Every time the World Cup rolls around, I look back at the last one to get a sense of how much life has changed. The last one was three and a half years ago; not the usual lngth of time. In football terms, not too much has changed. Messi is still incredible, Ronaldo is still standing in the way of a really talented team’s success, United are still a waste of time, Arsenal continue chasing a European trophy, and Haaland is still a robot. My life could not have had a more eventful three-and-a-half-year period. I watched every single game of the Qatar World Cup, partly because I was aware that it would almost certainly never be possible again, and partly because the world’s game really is one of the few things I just cannot get enough of. Ronaldo had just given an explosive crybaby interview to Piers Morgan that made his exceptionally poor run even more enjoyable than usual.

I watched the 2018 World Cup Final at auditorium on the first day of law school; I remember thinking at the time that the degree was going to be so long that I might even watch the next World Cup in that place (which I did). I watched the 2022 World Cup Final in a Shisha bar in Kuwait, with a number of my friends whom I had not seen for years. When this World Cup opened, I watched it with a group of strangers at a summer school on a Greek island. In the gap between these two World Cups, I finished my LLB, LLM, and have just started a PhD. I have moved house more than one a year in that period, and moved countries almost once a year. A move to Europe, a return, and another move. Enough time to fall out of football and begin falling back in again.  

The stock taking happens every World Cup. Football loses more of its soul in each edition. It feels like the sticky mess of a trying to eat a piece of chocolate that really should have been in the fridge first. It is sweet, tastes like you were promised, and you still wish you had not opened it. I can have a moderate expectation that I will still be here when 2030 rolls around, and that Germany will probably still be ass. In that way, it is similar to that auditorium where I watched Mbappe announce himself to the world; it feels like the start of something.

Wednesday, June 17, 2026

Leaping

 

Last week someone asked me where I wanted to go after I complete the PhD. They were asking where I would like to live, and I said I had no specific aspiration of that nature. Every place I have lived in feels like home some way, and hostile in another. Of course, not always in comparable degrees. Today I spoke to a colleague nearing the end of his PhD, who could not wait to pack up and leave to his home country. It makes me really curious, to imagine having such a sense of longing for any specific place. Later today, I will take a train to The Hague; it is one of the first places I truly felt like calling home. But even that visit would not have meant all that much to me if not for the fact that I have loved ones waiting to receive me there.

During the conversation last week, someone asked if I would be interested in going back to Kuwait. There are many reasons that does not interest me. One of them is the fact that the people that I think of when I think of Kuwait are scattered around the world now. My sense of home is not strictly geographic, and Kuwait is not the same country that I spent my childhood in. As a person who moves cities often (almost four times in the past year), I try to think about the kind of things that would motivate me to upend my life and start over. It has always been related to work or education. I am sure work will ask this of me on more occasions in the future as well. I know meaning has to be supplied by myself on occasion. One of the first philosophers I ever read was Kierkegaard. I was attracted to the idea of tweaking leaf of faith to leap to faith. Faith as not the scary gap between a secure past and a secured future, but the secure insecurity you jump into. He’s also the one who talked about how life can only be understood backwards even though it must be lived forwards. My life does appear to make a surprising amount of sense looked at backwards. Maybe there is something to be said for just taking things as they come. I feel good about my most recent leap to faith.

▶ **Records**:
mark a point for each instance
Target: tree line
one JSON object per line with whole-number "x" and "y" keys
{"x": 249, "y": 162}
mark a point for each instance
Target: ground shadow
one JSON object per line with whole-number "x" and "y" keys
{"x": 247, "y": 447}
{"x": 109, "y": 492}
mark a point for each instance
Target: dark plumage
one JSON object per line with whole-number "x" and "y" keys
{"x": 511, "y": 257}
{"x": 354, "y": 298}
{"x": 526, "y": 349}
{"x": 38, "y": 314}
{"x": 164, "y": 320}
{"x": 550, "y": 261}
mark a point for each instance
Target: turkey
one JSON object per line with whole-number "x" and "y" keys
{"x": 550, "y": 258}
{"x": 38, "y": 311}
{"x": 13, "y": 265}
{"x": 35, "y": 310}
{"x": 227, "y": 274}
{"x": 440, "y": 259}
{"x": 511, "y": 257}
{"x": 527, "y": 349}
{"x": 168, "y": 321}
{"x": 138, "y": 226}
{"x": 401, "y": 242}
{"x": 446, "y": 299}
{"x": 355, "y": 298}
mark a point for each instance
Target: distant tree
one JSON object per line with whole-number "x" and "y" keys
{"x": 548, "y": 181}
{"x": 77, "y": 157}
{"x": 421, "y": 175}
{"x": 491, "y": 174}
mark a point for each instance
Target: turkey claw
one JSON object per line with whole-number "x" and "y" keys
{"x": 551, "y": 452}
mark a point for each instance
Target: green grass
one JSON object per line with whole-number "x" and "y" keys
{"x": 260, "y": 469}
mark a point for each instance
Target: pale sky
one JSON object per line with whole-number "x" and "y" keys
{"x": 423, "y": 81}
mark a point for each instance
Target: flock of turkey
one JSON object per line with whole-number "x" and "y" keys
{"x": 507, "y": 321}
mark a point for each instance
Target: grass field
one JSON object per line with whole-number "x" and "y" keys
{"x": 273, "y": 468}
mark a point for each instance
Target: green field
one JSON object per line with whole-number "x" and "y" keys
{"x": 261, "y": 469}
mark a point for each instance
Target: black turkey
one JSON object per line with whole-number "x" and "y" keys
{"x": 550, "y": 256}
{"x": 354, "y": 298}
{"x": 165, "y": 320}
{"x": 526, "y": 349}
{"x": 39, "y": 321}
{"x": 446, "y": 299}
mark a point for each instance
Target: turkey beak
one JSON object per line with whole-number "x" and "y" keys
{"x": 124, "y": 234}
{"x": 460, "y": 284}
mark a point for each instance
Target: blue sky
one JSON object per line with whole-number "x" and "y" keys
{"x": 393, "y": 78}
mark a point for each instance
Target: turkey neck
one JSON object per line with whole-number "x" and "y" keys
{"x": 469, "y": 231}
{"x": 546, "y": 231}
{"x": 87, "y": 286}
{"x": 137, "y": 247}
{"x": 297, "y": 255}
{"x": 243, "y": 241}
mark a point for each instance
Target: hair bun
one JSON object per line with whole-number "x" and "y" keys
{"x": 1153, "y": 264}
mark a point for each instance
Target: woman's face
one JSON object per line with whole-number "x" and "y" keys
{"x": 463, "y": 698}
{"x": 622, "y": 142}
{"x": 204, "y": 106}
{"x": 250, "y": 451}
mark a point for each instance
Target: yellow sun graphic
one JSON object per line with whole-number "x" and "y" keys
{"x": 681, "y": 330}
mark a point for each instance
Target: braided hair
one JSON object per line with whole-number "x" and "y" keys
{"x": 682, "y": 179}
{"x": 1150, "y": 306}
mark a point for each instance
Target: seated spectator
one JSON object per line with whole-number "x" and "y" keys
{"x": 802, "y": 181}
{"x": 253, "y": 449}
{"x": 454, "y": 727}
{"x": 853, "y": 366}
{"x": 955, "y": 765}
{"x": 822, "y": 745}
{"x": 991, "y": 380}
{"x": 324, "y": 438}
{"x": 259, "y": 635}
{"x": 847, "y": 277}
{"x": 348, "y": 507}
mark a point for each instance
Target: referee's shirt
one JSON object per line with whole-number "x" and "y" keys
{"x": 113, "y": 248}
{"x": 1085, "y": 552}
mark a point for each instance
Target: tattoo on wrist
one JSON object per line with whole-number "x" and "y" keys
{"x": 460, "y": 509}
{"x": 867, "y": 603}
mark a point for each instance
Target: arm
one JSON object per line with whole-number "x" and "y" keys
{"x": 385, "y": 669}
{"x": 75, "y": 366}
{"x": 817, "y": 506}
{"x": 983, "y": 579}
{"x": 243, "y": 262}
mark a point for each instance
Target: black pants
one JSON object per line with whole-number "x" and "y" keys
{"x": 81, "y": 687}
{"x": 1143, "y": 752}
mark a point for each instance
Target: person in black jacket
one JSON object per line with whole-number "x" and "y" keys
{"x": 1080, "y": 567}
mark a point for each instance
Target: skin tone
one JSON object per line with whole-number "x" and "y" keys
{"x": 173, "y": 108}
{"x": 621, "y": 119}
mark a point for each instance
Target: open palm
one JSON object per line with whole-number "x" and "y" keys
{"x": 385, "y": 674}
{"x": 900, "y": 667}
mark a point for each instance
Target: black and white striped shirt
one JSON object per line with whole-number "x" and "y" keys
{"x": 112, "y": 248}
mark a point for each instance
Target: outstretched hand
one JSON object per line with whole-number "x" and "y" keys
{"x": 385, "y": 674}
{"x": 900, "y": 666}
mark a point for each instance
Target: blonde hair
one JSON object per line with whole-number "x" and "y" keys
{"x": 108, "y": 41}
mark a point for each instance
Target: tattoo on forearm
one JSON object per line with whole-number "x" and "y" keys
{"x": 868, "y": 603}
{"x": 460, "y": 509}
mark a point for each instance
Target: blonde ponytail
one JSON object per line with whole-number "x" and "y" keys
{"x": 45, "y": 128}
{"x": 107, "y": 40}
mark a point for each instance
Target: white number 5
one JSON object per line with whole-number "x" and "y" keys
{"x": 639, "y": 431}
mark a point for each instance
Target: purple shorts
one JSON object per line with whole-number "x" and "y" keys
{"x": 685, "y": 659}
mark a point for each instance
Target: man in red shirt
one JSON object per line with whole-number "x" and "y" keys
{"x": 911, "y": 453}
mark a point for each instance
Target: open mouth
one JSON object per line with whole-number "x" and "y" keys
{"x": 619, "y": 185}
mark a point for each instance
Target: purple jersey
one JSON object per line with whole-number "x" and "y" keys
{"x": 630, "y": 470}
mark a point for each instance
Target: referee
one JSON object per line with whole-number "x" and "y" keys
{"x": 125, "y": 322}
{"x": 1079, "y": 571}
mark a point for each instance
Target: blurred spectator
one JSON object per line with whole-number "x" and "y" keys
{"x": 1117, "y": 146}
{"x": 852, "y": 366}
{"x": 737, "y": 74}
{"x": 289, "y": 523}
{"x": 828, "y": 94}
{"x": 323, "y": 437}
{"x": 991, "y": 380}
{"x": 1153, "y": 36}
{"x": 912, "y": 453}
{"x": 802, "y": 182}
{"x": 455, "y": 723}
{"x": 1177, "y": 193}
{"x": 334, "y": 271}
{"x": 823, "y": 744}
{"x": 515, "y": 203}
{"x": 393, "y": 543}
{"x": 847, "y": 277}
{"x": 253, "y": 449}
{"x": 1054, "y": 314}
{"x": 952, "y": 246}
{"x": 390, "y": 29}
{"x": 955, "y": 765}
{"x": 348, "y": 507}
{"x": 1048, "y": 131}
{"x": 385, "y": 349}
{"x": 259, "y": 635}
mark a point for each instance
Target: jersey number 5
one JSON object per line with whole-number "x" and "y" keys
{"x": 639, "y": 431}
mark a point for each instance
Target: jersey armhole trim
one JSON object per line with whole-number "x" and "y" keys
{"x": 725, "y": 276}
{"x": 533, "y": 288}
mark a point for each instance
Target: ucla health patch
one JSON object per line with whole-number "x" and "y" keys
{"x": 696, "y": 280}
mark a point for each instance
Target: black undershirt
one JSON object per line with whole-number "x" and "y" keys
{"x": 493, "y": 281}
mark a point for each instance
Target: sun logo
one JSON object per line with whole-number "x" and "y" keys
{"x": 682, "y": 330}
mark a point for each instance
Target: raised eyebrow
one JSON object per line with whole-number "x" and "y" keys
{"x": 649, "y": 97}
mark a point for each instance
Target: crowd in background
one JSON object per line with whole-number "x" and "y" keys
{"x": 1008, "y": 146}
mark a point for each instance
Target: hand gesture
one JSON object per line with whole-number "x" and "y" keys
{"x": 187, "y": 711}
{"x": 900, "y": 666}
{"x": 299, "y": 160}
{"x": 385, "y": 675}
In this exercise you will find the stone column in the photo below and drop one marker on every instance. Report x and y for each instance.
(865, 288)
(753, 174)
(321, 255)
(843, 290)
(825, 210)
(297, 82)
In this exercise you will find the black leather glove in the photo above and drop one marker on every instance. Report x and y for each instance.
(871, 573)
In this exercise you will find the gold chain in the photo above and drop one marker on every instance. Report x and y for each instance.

▶ **Your goal**:
In the passage about the World Cups, where did the writer watch the 2022 World Cup Final?

▶ **Exercise output**:
In a Shisha bar in Kuwait, with a number of friends the writer had not seen for years.